TASK: Put every line of the records below into a numbered list, omitting any blank lines.

-*-*-

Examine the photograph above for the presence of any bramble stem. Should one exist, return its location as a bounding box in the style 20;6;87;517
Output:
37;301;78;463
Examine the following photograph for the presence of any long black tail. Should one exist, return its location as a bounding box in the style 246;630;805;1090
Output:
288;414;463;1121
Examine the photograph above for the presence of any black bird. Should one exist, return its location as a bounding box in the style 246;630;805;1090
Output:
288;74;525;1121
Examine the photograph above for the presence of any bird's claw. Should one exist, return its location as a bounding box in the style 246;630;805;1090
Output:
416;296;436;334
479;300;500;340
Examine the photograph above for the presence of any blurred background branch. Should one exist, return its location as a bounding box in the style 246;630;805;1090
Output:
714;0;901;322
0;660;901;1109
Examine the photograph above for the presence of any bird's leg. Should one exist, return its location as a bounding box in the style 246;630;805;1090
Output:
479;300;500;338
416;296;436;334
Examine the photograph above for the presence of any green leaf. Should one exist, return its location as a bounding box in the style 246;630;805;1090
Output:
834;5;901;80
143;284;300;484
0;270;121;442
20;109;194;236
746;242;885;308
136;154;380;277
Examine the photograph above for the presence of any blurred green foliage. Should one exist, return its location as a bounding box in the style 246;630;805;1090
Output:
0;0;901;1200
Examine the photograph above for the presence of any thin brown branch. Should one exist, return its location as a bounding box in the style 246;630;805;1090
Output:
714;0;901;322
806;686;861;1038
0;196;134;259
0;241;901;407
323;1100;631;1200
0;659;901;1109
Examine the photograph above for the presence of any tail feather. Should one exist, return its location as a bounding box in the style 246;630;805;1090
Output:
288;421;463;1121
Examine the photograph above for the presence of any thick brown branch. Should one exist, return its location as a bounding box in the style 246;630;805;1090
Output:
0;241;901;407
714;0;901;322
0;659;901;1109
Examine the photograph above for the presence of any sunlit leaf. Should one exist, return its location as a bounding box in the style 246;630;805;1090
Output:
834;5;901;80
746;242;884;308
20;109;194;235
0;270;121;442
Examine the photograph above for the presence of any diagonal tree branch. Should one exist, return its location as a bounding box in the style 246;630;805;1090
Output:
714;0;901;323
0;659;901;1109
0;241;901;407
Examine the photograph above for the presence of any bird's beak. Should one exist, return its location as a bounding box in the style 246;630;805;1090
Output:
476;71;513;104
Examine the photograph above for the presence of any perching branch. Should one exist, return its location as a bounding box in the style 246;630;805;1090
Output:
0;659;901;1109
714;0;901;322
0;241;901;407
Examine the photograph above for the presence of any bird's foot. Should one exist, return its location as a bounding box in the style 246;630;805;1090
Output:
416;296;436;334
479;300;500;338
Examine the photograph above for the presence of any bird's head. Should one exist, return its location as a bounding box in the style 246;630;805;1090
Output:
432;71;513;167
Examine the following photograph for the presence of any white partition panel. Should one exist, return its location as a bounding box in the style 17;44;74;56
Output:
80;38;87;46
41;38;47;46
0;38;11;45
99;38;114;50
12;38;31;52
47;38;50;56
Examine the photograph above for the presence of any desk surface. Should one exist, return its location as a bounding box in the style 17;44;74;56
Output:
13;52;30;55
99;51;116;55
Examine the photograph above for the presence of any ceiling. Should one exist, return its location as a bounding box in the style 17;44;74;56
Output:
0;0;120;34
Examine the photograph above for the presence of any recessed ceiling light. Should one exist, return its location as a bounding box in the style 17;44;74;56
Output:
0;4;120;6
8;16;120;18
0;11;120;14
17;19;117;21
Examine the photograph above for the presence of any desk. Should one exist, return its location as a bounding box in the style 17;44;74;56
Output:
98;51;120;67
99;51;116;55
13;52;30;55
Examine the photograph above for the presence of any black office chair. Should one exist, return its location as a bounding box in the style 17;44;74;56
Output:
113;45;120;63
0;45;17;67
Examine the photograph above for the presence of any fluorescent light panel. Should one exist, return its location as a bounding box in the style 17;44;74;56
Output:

-*-*-

ANSWER TO THE TASK:
1. Examine the photograph above for the presence of any bramble stem. Should one exist, return its location as a bounding box in the style 20;6;87;517
2. Output:
3. 37;301;78;463
4. Examine the following photograph for the presence of any long black tail. Should one exist, return its location as a bounding box in the style 246;630;805;1090
5. Output:
6. 288;414;463;1121
7. Examine the photograph above for the presence of any black bird. Should one exist, return its location as a bounding box in the style 246;630;805;1090
8. Output:
9. 288;74;525;1121
10. Examine the photograph above for the presence of any bird's claw. Should one exist, return its location as a bounding box in the style 246;630;805;1090
11. Output:
12. 416;296;436;334
13. 479;300;500;340
14. Examine the photograph above for the presence of any blurred background branch. Should one exist, return its location as a bounding box in the style 246;630;805;1090
15. Output:
16. 714;0;901;322
17. 0;660;901;1109
18. Examine the photograph above for the presence of any bird's leg. Should one exist, return its location as a bounding box in the style 246;630;805;1090
19. Output:
20. 479;300;500;338
21. 416;296;436;334
22. Examine the photograph above for the presence of any green leaf. Should one exist, return its location as a bounding box in the style 246;630;805;1090
23. Output:
24. 834;5;901;80
25. 143;284;300;484
26. 0;270;121;442
27. 20;109;194;236
28. 746;242;885;308
29. 136;154;380;277
30. Examine the photograph above for the presence of any blurred green foliage. Should one exist, return its location as a bounding box in the style 246;630;805;1090
31. Output:
32. 0;0;901;1200
33. Examine the photograph above for the presence of any thin brown branch. Should one exist, return its location as a bounding box in the style 246;630;805;1090
34. Output:
35. 714;0;901;322
36. 806;686;861;1038
37. 0;196;134;259
38. 0;241;901;407
39. 323;1100;631;1200
40. 0;659;901;1109
41. Examine the photograph above for the presence of any tail feather. Should one exist, return its location as a bounding box in the style 246;630;805;1090
42. Output:
43. 288;421;463;1121
44. Examine the photograph above for the presence of any thick brown branch. Should one exist, return its location as a bounding box in the style 246;630;805;1090
45. Output:
46. 0;241;901;407
47. 714;0;901;322
48. 0;659;901;1109
49. Examine the photograph above for the presence of any sunlit leaf. Should one exist, return its location as a bounding box in the style 246;630;805;1090
50. Output:
51. 834;5;901;80
52. 746;242;884;308
53. 20;109;194;235
54. 0;270;121;442
55. Examine the photograph above for the presence of any diagonal tree branch. Should one exist, return its location as a bounding box in the style 246;630;805;1090
56. Output:
57. 714;0;901;323
58. 0;659;901;1109
59. 0;241;901;407
60. Examine the photograph above for the presence of any bird's beak. Should one exist, return its location as a bounding box in the style 246;630;805;1090
61. Output:
62. 476;71;513;104
63. Examine the photograph above for the presence of any perching branch. Should one exist, return its location as a bounding box in the style 246;630;805;1090
64. Output:
65. 0;659;901;1109
66. 714;0;901;322
67. 0;241;901;407
68. Examine the photograph above for the presence of any bird's foot. Should one exist, return its location as a bounding box in the style 246;630;805;1090
69. Output:
70. 416;296;436;334
71. 479;300;500;338
72. Examine the photograph above for the presence of any bird's head. Should one exist, return its location as a bounding box in the style 246;630;805;1090
73. Output:
74. 432;71;513;167
75. Examine the following photograph for the presence of any white partition panel. Should one exist, return its location as a bounding box in the style 17;44;74;56
76. Output:
77. 80;38;87;46
78. 41;38;47;46
79. 0;38;11;45
80. 99;38;114;50
81. 12;38;31;52
82. 47;38;50;56
83. Examine the photograph above for the presence of any desk surface. Should one exist, return its location as a bounding box in the style 17;44;74;56
84. Output:
85. 13;52;30;55
86. 99;51;116;55
87. Examine the photograph above for the presence of any ceiling. Should one exist, return its location as a bounding box in the style 17;44;74;56
88. Output:
89. 0;0;120;34
90. Examine the photograph above for the presence of any recessed ceiling light. Should one exist, return its location as a bounding box in the style 17;44;74;56
91. Output:
92. 0;4;120;6
93. 8;16;120;18
94. 0;11;120;14
95. 17;19;117;21
96. Examine the photograph above for the presence of any desk. Should one exist, return its location as a bounding box in the style 17;44;74;56
97. Output:
98. 98;51;120;67
99. 99;51;116;55
100. 13;52;30;55
101. Examine the photograph above for the presence of any black office chair. Should one exist, return its location as a bounding box in the style 17;44;74;56
102. Output:
103. 113;45;120;63
104. 0;45;17;67
105. Examine the photograph above for the presence of any fluorescent light panel. Should one exist, return its location as a bounding box in the style 17;44;74;56
106. Output:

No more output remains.